** begin PROVIDED ENTRIES **
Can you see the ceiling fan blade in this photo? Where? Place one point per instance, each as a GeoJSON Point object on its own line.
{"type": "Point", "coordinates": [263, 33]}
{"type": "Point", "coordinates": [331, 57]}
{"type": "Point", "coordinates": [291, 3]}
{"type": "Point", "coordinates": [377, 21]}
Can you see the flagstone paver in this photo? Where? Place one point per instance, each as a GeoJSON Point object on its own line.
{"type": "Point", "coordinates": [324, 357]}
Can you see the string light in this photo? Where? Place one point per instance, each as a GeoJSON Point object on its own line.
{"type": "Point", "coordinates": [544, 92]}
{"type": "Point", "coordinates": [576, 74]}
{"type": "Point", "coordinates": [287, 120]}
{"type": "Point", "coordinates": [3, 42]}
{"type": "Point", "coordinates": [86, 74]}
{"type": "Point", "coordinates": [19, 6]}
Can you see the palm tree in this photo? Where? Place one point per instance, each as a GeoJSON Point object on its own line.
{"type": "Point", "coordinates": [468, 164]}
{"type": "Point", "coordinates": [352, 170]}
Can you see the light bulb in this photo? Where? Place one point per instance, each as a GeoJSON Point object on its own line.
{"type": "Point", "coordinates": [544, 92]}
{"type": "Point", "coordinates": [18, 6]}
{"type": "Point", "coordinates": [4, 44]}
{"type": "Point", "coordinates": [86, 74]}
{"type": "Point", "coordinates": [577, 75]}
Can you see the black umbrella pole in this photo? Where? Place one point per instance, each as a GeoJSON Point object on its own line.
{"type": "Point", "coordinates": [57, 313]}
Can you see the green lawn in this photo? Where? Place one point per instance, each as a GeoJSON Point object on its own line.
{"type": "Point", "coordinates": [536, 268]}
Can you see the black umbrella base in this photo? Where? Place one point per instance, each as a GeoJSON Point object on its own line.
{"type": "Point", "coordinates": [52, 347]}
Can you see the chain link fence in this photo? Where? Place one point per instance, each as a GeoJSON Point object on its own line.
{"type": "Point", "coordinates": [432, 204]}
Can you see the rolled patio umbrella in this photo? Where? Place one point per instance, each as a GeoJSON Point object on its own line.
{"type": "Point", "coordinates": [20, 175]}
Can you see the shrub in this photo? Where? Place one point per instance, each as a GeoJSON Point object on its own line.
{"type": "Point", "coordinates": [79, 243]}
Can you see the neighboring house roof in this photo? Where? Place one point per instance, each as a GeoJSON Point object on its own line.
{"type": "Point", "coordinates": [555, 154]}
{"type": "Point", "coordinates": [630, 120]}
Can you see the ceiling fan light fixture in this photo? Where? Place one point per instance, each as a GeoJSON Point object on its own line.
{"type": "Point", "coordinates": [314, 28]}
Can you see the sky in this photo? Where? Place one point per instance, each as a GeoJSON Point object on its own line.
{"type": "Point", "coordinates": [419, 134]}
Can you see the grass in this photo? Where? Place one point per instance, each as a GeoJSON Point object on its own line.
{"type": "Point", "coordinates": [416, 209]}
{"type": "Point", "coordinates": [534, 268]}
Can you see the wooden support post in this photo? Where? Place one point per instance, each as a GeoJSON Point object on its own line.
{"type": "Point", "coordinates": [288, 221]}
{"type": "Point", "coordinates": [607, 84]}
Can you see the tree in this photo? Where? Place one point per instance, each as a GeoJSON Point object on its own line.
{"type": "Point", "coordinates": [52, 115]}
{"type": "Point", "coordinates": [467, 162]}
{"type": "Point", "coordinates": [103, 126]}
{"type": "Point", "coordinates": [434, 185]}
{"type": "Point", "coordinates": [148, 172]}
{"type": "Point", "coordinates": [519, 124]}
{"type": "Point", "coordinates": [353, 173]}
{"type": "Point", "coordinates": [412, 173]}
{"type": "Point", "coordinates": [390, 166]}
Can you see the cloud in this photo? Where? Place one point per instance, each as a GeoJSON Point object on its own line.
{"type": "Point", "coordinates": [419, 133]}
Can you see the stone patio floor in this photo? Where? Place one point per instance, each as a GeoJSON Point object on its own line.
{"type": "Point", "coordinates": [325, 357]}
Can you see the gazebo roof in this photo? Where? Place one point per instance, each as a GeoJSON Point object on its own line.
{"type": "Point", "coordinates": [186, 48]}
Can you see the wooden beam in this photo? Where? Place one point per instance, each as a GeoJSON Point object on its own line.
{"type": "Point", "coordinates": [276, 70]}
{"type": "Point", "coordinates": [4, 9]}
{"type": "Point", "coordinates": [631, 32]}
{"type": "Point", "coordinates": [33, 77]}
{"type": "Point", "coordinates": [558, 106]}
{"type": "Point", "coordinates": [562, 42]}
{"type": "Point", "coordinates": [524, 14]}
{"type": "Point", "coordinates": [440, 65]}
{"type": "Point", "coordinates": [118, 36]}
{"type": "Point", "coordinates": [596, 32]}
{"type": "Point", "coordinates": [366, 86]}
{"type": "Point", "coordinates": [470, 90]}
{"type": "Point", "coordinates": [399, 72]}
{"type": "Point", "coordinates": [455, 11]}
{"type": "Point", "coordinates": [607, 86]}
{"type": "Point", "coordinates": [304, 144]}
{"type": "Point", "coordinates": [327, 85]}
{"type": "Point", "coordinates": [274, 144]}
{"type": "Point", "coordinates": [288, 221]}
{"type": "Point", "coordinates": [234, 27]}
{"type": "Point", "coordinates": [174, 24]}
** end PROVIDED ENTRIES **
**AIM**
Could you write out all the items above again, switching "on its own line" to "on a separate line" everywhere and leaving everything else unchanged?

**SOLUTION BELOW**
Can you see the ceiling fan blade in this photo? Where? Place one point per instance, each as a GeoJSON Point object on a separate line.
{"type": "Point", "coordinates": [263, 33]}
{"type": "Point", "coordinates": [331, 57]}
{"type": "Point", "coordinates": [291, 3]}
{"type": "Point", "coordinates": [377, 21]}
Can you see the flagstone paver in this photo? Where? Place one point per instance, each as a GeoJSON Point object on a separate line.
{"type": "Point", "coordinates": [324, 357]}
Can you see the string light in this photo? Where? Place one point per instance, each as a GeoJSON Point object on a separate line.
{"type": "Point", "coordinates": [544, 92]}
{"type": "Point", "coordinates": [576, 74]}
{"type": "Point", "coordinates": [287, 120]}
{"type": "Point", "coordinates": [3, 42]}
{"type": "Point", "coordinates": [86, 74]}
{"type": "Point", "coordinates": [19, 6]}
Can you see the palm tree in this photo? Where? Place one point per instance, each as a GeoJSON Point object on a separate line.
{"type": "Point", "coordinates": [468, 164]}
{"type": "Point", "coordinates": [352, 170]}
Can you see the light bulb in this photo? Where? Place one point per instance, each as a GeoJSON Point object on a separate line.
{"type": "Point", "coordinates": [544, 92]}
{"type": "Point", "coordinates": [18, 6]}
{"type": "Point", "coordinates": [4, 44]}
{"type": "Point", "coordinates": [86, 74]}
{"type": "Point", "coordinates": [577, 75]}
Can you see the black umbrella pole in this photo? Where? Place one point per instance, each as a GeoJSON Point object on a separate line.
{"type": "Point", "coordinates": [57, 313]}
Can you see the green lawn in this photo? Where? Place one point per instance, each as a GeoJSON Point object on a separate line.
{"type": "Point", "coordinates": [536, 268]}
Can you see the black umbrella base in this photo? Where? Place one point per instance, each as a GeoJSON Point object on a separate line.
{"type": "Point", "coordinates": [52, 347]}
Can you see the chain link fence in this photo? Where? Place one point per instance, each as a GeoJSON Point object on a separate line.
{"type": "Point", "coordinates": [432, 204]}
Can you see the rolled patio umbrella in this photo? Where? Place one point per instance, each as a GeoJSON Point object on a separate line.
{"type": "Point", "coordinates": [20, 175]}
Can you see the shrub in this photo? Where? Place one point per instance, each as a GeoJSON Point object on a separate line.
{"type": "Point", "coordinates": [79, 243]}
Can you see the neighboring house roof in this photo? Where? Place one point per instance, each as a GeoJSON Point object on a separate line.
{"type": "Point", "coordinates": [555, 154]}
{"type": "Point", "coordinates": [630, 120]}
Can you see the ceiling fan light fixture in this photo? Where? Place one point per instance, each as a GeoJSON Point object on a separate line.
{"type": "Point", "coordinates": [314, 28]}
Can you see the sky in this photo? Where? Place one point per instance, each as a GeoJSON Point object on a separate line.
{"type": "Point", "coordinates": [419, 134]}
Can you see the grass in this photo? Where? Place one point per instance, each as a GeoJSON Point object on a separate line.
{"type": "Point", "coordinates": [416, 209]}
{"type": "Point", "coordinates": [534, 268]}
Can you see the wooden support post in this photo? Where? Place one point per instance, each as a GeoJSON Point object on a separate line.
{"type": "Point", "coordinates": [288, 221]}
{"type": "Point", "coordinates": [607, 84]}
Can you see the tree in this photo? Where? Place one point per instance, each as a GeoJSON Point object on a separate line.
{"type": "Point", "coordinates": [52, 115]}
{"type": "Point", "coordinates": [467, 162]}
{"type": "Point", "coordinates": [103, 126]}
{"type": "Point", "coordinates": [434, 185]}
{"type": "Point", "coordinates": [148, 172]}
{"type": "Point", "coordinates": [519, 124]}
{"type": "Point", "coordinates": [353, 173]}
{"type": "Point", "coordinates": [412, 173]}
{"type": "Point", "coordinates": [390, 166]}
Can you see the cloud in this photo? Where? Place one point per instance, each as a GeoJSON Point object on a separate line.
{"type": "Point", "coordinates": [419, 133]}
Can you see the stone patio floor in this photo? Where? Place one point per instance, each as a GeoJSON Point object on a separate line.
{"type": "Point", "coordinates": [325, 357]}
Can you see the gazebo roof in this photo? Where? Place one point per instance, each as a GeoJSON Point object on a separate line.
{"type": "Point", "coordinates": [186, 48]}
Can you see the wooden beam in this photo? Where? Place one point per instance, each as a GeoJSON Point object on a separate line.
{"type": "Point", "coordinates": [276, 70]}
{"type": "Point", "coordinates": [4, 9]}
{"type": "Point", "coordinates": [631, 32]}
{"type": "Point", "coordinates": [33, 77]}
{"type": "Point", "coordinates": [558, 106]}
{"type": "Point", "coordinates": [562, 42]}
{"type": "Point", "coordinates": [524, 14]}
{"type": "Point", "coordinates": [440, 65]}
{"type": "Point", "coordinates": [118, 36]}
{"type": "Point", "coordinates": [596, 32]}
{"type": "Point", "coordinates": [366, 86]}
{"type": "Point", "coordinates": [470, 90]}
{"type": "Point", "coordinates": [399, 72]}
{"type": "Point", "coordinates": [455, 11]}
{"type": "Point", "coordinates": [607, 86]}
{"type": "Point", "coordinates": [304, 144]}
{"type": "Point", "coordinates": [327, 85]}
{"type": "Point", "coordinates": [274, 144]}
{"type": "Point", "coordinates": [288, 221]}
{"type": "Point", "coordinates": [234, 27]}
{"type": "Point", "coordinates": [174, 24]}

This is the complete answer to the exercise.